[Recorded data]
══════
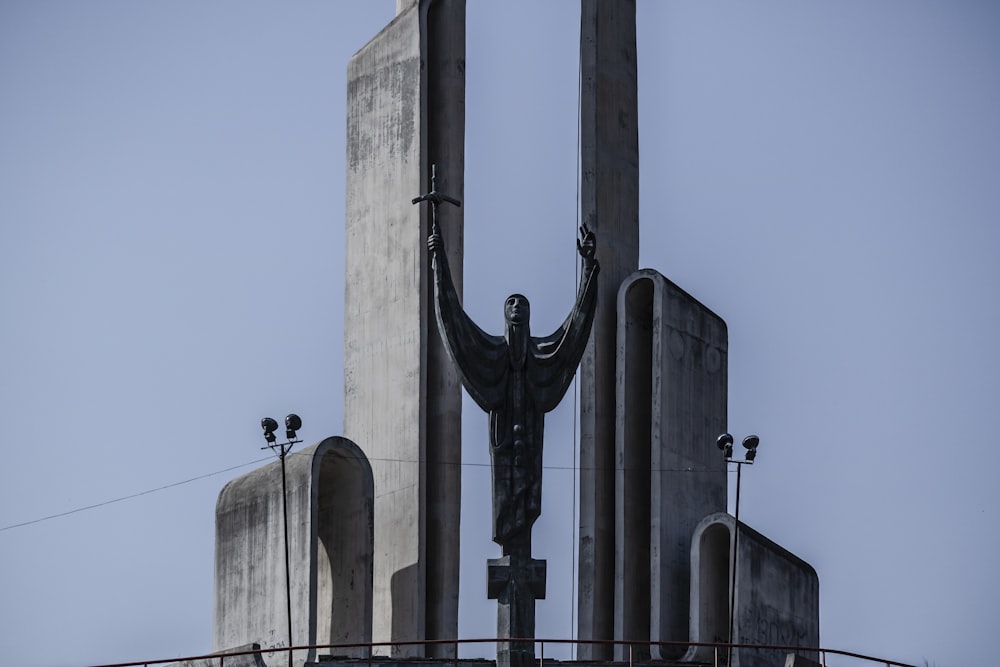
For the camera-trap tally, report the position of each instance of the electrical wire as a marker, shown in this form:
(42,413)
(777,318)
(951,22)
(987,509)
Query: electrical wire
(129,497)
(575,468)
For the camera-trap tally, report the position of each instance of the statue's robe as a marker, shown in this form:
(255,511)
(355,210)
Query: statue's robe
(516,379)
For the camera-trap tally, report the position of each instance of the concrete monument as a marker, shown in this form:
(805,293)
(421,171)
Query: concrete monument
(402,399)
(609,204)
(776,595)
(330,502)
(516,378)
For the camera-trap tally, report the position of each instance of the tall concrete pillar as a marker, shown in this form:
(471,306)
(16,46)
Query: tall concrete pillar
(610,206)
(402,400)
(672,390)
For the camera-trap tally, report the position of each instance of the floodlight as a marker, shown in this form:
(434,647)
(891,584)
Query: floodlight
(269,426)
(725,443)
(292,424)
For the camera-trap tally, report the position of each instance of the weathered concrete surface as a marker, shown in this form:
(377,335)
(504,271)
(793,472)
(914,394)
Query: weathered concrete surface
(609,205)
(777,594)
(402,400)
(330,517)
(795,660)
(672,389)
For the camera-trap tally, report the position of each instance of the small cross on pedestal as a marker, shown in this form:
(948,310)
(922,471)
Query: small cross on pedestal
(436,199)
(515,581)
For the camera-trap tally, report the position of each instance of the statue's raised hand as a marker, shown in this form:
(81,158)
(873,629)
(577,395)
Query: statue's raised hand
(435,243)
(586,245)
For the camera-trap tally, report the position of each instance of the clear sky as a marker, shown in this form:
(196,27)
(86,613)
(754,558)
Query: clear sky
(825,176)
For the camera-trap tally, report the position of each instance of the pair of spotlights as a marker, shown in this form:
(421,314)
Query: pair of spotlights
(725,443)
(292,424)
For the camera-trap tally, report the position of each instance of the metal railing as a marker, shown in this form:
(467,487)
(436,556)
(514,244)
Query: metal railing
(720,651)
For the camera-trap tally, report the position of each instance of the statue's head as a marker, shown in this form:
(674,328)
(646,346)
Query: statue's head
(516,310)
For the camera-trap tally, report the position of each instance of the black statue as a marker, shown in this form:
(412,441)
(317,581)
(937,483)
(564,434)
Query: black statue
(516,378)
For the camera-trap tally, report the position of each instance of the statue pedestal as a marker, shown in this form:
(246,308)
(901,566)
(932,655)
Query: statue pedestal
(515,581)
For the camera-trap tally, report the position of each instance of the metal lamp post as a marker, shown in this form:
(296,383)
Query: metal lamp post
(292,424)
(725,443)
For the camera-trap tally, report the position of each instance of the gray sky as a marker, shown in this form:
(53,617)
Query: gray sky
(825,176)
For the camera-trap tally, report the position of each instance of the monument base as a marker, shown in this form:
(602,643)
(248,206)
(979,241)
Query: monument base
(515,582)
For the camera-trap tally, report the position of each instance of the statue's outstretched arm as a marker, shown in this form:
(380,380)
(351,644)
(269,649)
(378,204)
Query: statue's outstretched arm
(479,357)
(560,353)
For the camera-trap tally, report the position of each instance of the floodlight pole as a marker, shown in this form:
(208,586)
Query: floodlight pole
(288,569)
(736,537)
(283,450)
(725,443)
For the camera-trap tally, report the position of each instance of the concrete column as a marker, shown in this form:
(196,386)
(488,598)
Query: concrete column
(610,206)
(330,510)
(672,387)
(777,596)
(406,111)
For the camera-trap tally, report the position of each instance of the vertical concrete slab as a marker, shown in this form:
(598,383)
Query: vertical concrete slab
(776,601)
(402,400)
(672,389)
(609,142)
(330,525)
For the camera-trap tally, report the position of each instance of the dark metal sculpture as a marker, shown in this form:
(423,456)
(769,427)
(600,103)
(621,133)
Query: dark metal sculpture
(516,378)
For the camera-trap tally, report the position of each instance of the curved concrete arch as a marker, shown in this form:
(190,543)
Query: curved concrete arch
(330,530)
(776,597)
══════
[WHAT YOU ARE ASKED TO DO] Copy all the entries above exactly as they stand, except for the pictures.

[EXERCISE SOLUTION]
For the camera-trap tally, report the position of each instance of the electrical wire as a marker, shown in this form:
(42,413)
(777,318)
(951,22)
(987,509)
Query: electrical wire
(129,497)
(575,468)
For the camera-trap tally, report the position of each instance of the statue's robe as a marker, shown in this form:
(255,511)
(355,210)
Query: statue's robe
(516,379)
For the camera-trap tally, report the position of each instance of the concrete monument as a marker, shown in this form:
(805,293)
(421,171)
Query: concrete monument
(402,399)
(609,204)
(776,595)
(330,502)
(516,378)
For the camera-trap tally, report the position of each instance of the tall concrete pillar as a marker, shown in this form:
(471,306)
(16,46)
Query: tall concrete pillar
(610,206)
(402,400)
(672,390)
For the camera-trap tally, report the position of each instance of the floodlight as a marker, shown in this form:
(434,647)
(891,584)
Query: floodlight
(269,426)
(725,443)
(292,424)
For the camera-trap tally, report the position of each instance of the weathered concrete surface as a marker, shown in this form:
(377,335)
(504,271)
(793,472)
(914,394)
Query: weathered concrete surface
(609,205)
(777,594)
(402,400)
(330,517)
(795,660)
(672,389)
For the camera-trap tally, report the position of each instance of the small cross on pedestal as a marker, shown in this form:
(948,310)
(922,471)
Query: small cross on pedestal
(436,199)
(515,581)
For the camera-trap tally, report the position of each instance of the statue's raised hand as a marker, shown in this form:
(81,158)
(873,629)
(577,395)
Query: statue's raised hand
(435,243)
(586,245)
For the camera-trap tally, report the position of each instance of the clear sky as a marker, shown in this form:
(196,27)
(86,613)
(754,558)
Query: clear sky
(825,176)
For the camera-trap tally, report the position of each instance of the pair of spotlights as a marker, shown in this form:
(421,314)
Query: pair of spotlights
(725,443)
(292,424)
For the camera-trap tally, report the position of each instance of the metal railing as a marker, shown in this form:
(467,487)
(436,556)
(514,244)
Query: metal railing
(720,651)
For the camera-trap tally, report the position of each instance of the statue's head as a marker, shown in this form:
(674,328)
(646,346)
Query: statue's head
(516,310)
For the camera-trap tally, report the position of each instance of the black statue as a marker, shown in this form:
(412,441)
(317,581)
(937,483)
(564,434)
Query: black statue
(516,378)
For the camera-trap tally, report the position of each instance of the statue pedestal as a marker, shown in this form:
(246,308)
(901,566)
(932,655)
Query: statue pedestal
(515,581)
For the camera-trap tally, report the position of each instance of the metal lamp post as a marker, shown in this form:
(296,383)
Query: metal lamp post
(292,424)
(725,443)
For the camera-trap tally, report the position of each instance of the gray sky as a marker, shown in this form:
(53,617)
Query: gray sky
(825,176)
For the camera-trap tally, report the position of each instance of the monument base as a marker, shown in this form:
(602,643)
(248,206)
(979,241)
Query: monument base
(515,582)
For the camera-trap tally, report the position of each instance of the statue's outstretched arm as a marker, shown in this form:
(380,380)
(351,644)
(269,649)
(378,204)
Query: statue's outstretched arm
(479,357)
(560,353)
For the camera-trap tally, report the position of each instance of the floodlight pole as a marker, shown in this form:
(208,586)
Query: floodlight pole
(288,569)
(736,537)
(283,450)
(725,443)
For the camera-trap tally, report the position of each instance of the concrete column as a marker, shown in this form:
(196,386)
(488,598)
Query: concrete column
(610,206)
(330,510)
(672,387)
(777,596)
(406,111)
For the camera-trap tally, report the position of each instance of the vertical concrete slab as a marker, shown in this form:
(598,383)
Query: vertical concrete slab
(776,601)
(402,400)
(672,389)
(609,142)
(330,525)
For the camera-trap tally, report the position of each instance of the dark metal sculpture as a marker, shown in this form:
(423,456)
(769,427)
(600,103)
(621,133)
Query: dark metal sculpture
(516,378)
For the camera-trap tally, report the position of each instance of the curved concrete arch as a marker, shown in this form:
(190,543)
Query: curved concrete arch
(330,530)
(776,597)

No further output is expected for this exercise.